--- Required action ---
Beginning with the line that contains "of the puff" and ending with the line that contains "the green stem;", reproduce the lines of the entries below exactly, omitting pictures.

_ _ _ _ _ _ _

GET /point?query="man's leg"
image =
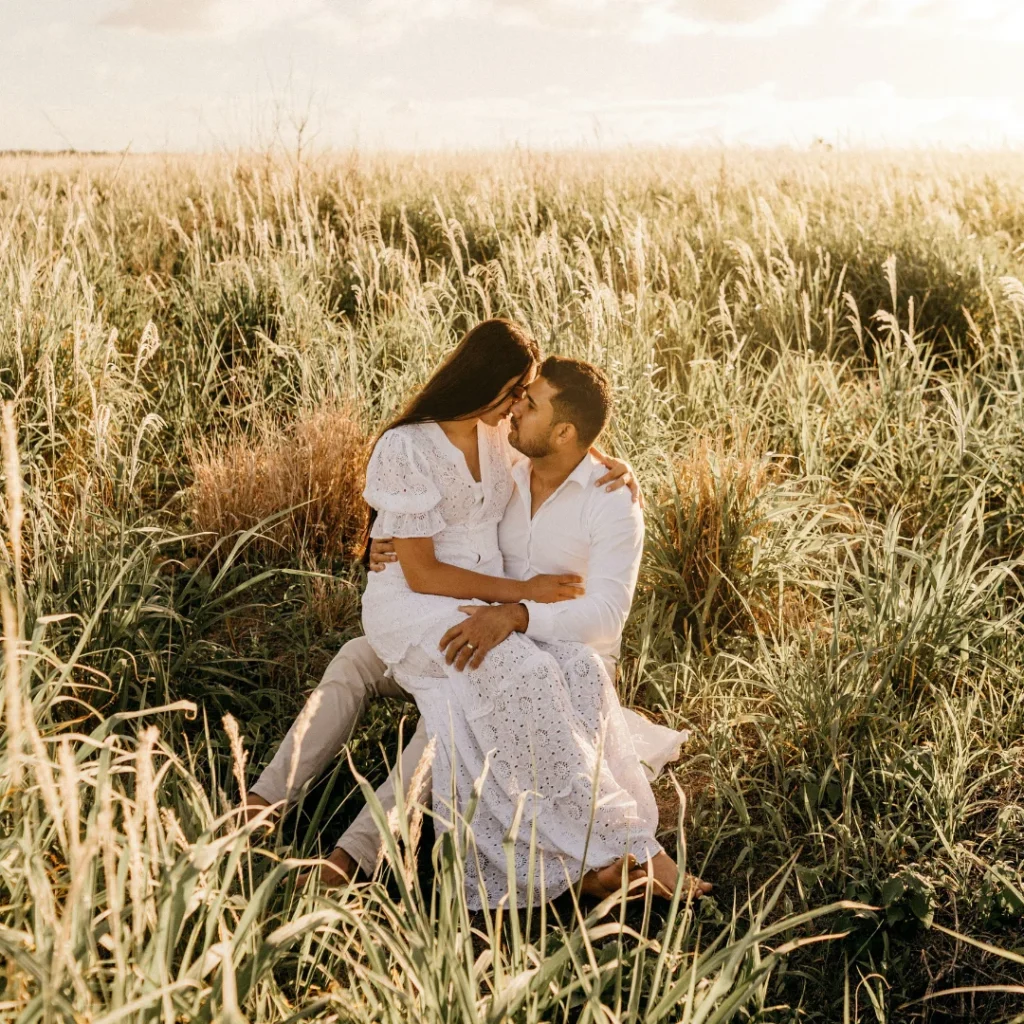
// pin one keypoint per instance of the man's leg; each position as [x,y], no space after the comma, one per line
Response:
[354,676]
[361,841]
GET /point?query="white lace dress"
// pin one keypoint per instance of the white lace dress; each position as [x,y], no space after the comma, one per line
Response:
[541,724]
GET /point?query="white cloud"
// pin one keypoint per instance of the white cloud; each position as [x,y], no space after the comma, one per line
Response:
[375,22]
[873,115]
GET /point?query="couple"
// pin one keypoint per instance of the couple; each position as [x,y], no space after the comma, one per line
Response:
[483,489]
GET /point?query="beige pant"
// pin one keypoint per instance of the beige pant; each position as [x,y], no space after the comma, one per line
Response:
[354,677]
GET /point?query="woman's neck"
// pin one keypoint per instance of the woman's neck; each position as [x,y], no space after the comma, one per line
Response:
[459,430]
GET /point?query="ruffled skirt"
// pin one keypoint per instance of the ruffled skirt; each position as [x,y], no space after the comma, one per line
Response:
[535,749]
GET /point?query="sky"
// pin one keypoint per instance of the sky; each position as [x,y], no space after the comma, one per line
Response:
[211,75]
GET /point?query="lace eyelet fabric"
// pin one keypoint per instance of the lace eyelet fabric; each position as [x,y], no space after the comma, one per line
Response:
[534,739]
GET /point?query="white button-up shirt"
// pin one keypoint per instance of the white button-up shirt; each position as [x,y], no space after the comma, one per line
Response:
[579,528]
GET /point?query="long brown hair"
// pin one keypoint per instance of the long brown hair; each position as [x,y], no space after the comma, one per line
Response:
[469,381]
[474,373]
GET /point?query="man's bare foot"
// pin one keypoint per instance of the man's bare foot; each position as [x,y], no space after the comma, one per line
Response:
[666,873]
[339,869]
[253,806]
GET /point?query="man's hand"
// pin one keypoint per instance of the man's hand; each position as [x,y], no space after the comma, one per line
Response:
[381,554]
[467,644]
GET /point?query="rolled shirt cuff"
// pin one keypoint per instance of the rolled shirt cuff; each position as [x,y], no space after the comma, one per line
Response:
[542,621]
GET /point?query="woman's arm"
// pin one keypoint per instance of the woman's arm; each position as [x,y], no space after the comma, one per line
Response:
[425,574]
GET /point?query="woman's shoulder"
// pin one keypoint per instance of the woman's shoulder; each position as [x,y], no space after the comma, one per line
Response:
[402,437]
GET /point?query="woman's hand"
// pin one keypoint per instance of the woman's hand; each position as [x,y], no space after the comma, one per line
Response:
[620,475]
[381,554]
[547,589]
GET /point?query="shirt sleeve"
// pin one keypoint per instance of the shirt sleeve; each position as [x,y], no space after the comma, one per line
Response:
[616,548]
[401,489]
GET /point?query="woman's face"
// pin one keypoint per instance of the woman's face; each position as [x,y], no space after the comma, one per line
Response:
[513,390]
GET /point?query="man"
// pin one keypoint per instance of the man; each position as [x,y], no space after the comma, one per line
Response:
[557,521]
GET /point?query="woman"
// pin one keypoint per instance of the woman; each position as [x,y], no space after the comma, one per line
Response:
[438,481]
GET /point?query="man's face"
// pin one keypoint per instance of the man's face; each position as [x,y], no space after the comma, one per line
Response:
[532,420]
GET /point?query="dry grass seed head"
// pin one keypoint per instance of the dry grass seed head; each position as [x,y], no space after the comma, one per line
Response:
[312,471]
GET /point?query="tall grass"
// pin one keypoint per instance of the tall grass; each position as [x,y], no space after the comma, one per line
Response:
[817,361]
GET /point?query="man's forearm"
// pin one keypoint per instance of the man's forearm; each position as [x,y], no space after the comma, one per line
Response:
[519,616]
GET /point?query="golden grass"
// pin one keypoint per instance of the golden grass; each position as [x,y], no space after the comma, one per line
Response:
[306,480]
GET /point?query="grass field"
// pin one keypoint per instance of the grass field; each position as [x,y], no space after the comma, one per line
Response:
[818,361]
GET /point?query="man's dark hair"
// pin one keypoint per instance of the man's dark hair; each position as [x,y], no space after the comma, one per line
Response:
[584,395]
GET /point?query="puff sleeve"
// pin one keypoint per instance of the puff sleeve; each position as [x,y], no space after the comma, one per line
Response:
[401,489]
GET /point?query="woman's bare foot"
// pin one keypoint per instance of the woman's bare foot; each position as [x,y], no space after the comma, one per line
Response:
[253,806]
[339,869]
[603,882]
[606,881]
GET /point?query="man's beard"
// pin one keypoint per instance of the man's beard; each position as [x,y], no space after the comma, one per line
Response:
[535,450]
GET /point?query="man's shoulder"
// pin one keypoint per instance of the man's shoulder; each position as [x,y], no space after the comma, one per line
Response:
[602,505]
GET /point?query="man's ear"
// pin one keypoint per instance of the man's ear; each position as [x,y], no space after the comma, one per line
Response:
[564,434]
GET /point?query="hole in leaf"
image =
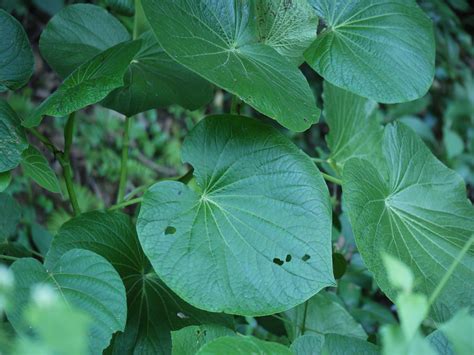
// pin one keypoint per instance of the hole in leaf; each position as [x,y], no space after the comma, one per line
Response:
[278,261]
[170,230]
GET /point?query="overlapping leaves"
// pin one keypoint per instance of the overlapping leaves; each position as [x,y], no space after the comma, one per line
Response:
[153,309]
[419,213]
[255,236]
[218,40]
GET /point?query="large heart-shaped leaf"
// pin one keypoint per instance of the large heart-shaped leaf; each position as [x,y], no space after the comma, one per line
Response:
[381,49]
[153,309]
[322,314]
[218,40]
[78,33]
[155,80]
[189,340]
[288,26]
[419,214]
[255,238]
[36,166]
[16,57]
[89,83]
[12,138]
[353,131]
[242,345]
[83,279]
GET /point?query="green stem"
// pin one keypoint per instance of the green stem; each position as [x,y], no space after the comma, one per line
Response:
[133,201]
[235,105]
[319,160]
[65,161]
[124,163]
[303,325]
[332,179]
[8,257]
[135,20]
[450,271]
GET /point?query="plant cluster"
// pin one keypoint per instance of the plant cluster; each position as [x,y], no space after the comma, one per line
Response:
[236,252]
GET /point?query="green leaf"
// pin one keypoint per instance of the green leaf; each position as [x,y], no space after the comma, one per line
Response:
[113,236]
[419,214]
[287,26]
[122,7]
[89,83]
[459,331]
[322,314]
[353,130]
[381,49]
[399,275]
[243,345]
[412,310]
[12,138]
[189,340]
[5,179]
[77,34]
[439,342]
[86,281]
[155,80]
[16,57]
[218,40]
[35,166]
[10,216]
[152,79]
[308,344]
[255,238]
[335,344]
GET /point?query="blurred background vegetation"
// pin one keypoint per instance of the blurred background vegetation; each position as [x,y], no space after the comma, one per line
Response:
[444,119]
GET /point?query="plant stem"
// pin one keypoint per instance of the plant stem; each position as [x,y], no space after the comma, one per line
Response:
[235,105]
[319,160]
[65,161]
[332,179]
[124,163]
[449,272]
[133,201]
[303,325]
[8,257]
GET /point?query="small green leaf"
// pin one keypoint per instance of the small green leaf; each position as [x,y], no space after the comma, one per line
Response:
[12,138]
[255,238]
[353,129]
[77,34]
[10,216]
[439,342]
[381,49]
[336,344]
[218,40]
[399,275]
[459,331]
[89,83]
[5,179]
[84,280]
[35,166]
[155,80]
[419,213]
[243,345]
[324,313]
[189,340]
[287,26]
[113,236]
[16,57]
[412,311]
[308,344]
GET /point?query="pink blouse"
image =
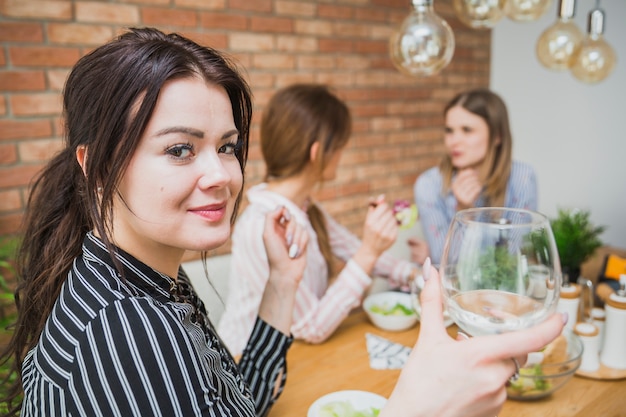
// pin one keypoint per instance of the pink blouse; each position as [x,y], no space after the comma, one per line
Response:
[319,308]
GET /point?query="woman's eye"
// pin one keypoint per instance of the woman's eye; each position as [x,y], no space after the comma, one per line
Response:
[183,151]
[230,148]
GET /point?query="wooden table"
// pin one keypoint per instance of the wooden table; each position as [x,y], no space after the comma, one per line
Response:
[342,363]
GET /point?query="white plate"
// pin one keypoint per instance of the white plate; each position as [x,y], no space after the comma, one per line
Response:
[360,400]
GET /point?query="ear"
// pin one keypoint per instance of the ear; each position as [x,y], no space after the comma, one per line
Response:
[314,150]
[81,157]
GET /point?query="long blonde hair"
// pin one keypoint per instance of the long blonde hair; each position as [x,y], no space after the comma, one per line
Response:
[491,108]
[295,118]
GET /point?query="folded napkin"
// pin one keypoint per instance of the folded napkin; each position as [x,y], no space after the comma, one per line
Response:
[385,354]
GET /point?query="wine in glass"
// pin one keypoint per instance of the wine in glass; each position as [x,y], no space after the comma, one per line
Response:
[500,270]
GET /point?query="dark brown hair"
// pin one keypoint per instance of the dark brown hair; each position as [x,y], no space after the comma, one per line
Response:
[491,108]
[109,98]
[295,118]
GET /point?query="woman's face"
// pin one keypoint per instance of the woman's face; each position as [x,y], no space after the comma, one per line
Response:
[466,138]
[180,187]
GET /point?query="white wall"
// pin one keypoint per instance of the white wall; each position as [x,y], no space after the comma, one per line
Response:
[574,134]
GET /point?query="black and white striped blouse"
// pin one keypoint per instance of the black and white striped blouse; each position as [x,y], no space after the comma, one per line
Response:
[141,346]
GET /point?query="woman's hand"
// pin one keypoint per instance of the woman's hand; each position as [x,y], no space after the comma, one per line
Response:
[285,245]
[379,233]
[444,377]
[419,250]
[466,188]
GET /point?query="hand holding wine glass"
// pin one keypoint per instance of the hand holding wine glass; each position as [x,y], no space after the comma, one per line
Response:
[500,270]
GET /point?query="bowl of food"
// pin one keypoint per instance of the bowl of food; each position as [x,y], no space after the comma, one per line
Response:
[548,370]
[390,310]
[350,403]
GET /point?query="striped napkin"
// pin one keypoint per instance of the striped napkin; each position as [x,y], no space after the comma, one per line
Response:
[385,354]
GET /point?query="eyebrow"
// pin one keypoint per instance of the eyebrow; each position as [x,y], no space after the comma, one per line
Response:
[192,132]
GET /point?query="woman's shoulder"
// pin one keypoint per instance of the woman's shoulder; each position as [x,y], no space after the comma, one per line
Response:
[521,169]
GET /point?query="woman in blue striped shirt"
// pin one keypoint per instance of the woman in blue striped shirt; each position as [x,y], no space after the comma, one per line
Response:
[109,325]
[476,171]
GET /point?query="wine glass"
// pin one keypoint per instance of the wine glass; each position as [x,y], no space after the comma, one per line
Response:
[500,270]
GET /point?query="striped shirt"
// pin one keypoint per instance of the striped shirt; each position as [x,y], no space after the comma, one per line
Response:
[437,210]
[132,347]
[319,307]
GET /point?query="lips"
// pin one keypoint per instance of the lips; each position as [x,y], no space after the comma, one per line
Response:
[211,212]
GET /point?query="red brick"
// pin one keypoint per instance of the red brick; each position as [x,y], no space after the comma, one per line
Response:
[20,32]
[40,9]
[271,24]
[335,12]
[56,78]
[43,56]
[14,129]
[286,43]
[119,14]
[274,61]
[8,153]
[313,27]
[39,150]
[36,104]
[22,81]
[10,200]
[250,42]
[18,176]
[153,16]
[76,33]
[201,4]
[253,6]
[334,45]
[294,8]
[223,21]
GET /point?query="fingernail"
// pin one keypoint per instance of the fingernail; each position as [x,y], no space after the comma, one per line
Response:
[293,251]
[426,269]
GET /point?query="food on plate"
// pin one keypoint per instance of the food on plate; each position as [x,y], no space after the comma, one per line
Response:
[406,213]
[397,309]
[345,409]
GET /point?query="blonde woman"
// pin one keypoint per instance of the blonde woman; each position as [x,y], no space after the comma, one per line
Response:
[477,170]
[303,132]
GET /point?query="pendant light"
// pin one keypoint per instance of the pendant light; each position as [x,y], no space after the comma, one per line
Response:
[558,44]
[526,10]
[423,44]
[596,58]
[479,14]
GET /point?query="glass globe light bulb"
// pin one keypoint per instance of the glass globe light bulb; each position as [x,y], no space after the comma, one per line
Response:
[526,10]
[423,44]
[479,14]
[596,58]
[558,44]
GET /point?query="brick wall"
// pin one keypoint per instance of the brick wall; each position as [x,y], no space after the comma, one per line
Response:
[397,119]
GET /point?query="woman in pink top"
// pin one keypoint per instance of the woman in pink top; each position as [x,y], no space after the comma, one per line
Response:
[303,132]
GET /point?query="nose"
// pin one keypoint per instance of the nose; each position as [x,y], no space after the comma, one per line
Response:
[213,172]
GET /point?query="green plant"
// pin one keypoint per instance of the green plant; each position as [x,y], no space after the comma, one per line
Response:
[576,238]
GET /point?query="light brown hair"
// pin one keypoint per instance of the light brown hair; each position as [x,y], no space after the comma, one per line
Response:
[492,109]
[295,118]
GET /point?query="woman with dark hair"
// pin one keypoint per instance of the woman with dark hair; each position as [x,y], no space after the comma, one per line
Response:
[156,133]
[304,130]
[108,323]
[476,171]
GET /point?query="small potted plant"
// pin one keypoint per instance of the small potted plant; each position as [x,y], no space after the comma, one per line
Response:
[576,240]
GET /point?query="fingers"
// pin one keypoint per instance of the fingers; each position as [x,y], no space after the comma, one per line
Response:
[519,343]
[431,316]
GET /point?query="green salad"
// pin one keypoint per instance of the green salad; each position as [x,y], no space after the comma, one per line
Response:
[529,386]
[345,409]
[396,310]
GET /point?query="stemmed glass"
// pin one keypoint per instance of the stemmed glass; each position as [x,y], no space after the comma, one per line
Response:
[500,270]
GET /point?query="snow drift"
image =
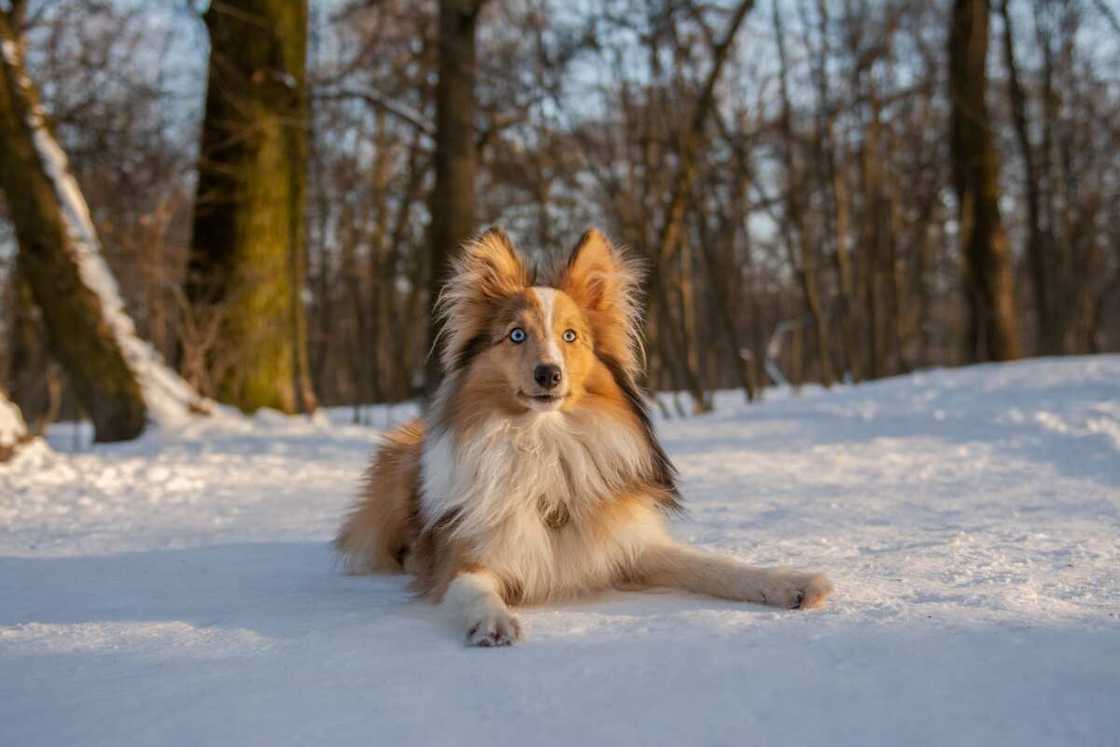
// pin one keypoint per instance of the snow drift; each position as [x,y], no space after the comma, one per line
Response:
[178,589]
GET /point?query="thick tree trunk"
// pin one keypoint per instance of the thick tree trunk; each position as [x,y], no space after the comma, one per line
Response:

_ _ _ _ _ _ _

--- Exercise output ---
// pin one keypoint per instance of the puff sleeve; each position as [x,y], no space after the comma, one per line
Response:
[401,489]
GET /point?query="woman's bare foot"
// pin one keypoint per instance of the woman's bare foot; each position as [x,y], no space after the comma, one per line
Response:
[253,806]
[339,869]
[603,882]
[606,881]
GET /point?query="man's beard"
// pin one keypoint per instance of the man's beard; each position as [x,y], no space after the comma, one per line
Response:
[535,450]
GET /point?query="man's shoulder"
// pin one keypoint per instance of the man's shoulder; each position as [x,y], no space after the comma, one per line
Response:
[602,505]
GET /point?query="man's ear"
// pin one keypoint per instance of the man's ear; each position as [x,y], no space after the comma, one per line
Response:
[564,434]
GET /point?query="hole in leaf"
image =
// pin one keypoint per instance of the hole in leaf; each position as [x,y], no space after the comma, one per line
Response:
[278,261]
[170,230]
GET /point?query="overlapping leaves"
// pin one keypoint per instance of the overlapping leaves; each position as [x,y], no space after the comma, one per line
Response:
[153,309]
[419,213]
[255,236]
[218,40]
GET /point?query="large heart-shaped leaf"
// pin one keypoint per instance of the large heart-shaped leaf; each position as [x,y], no space after the comma, one per line
Response:
[381,49]
[153,309]
[322,314]
[218,40]
[78,33]
[155,80]
[189,340]
[288,26]
[419,214]
[255,238]
[36,166]
[16,57]
[89,83]
[12,138]
[353,131]
[242,345]
[83,279]
GET /point?query="green stem"
// pin one keypoint per instance of the green stem; each position as [x,y], no space after the comma, one per line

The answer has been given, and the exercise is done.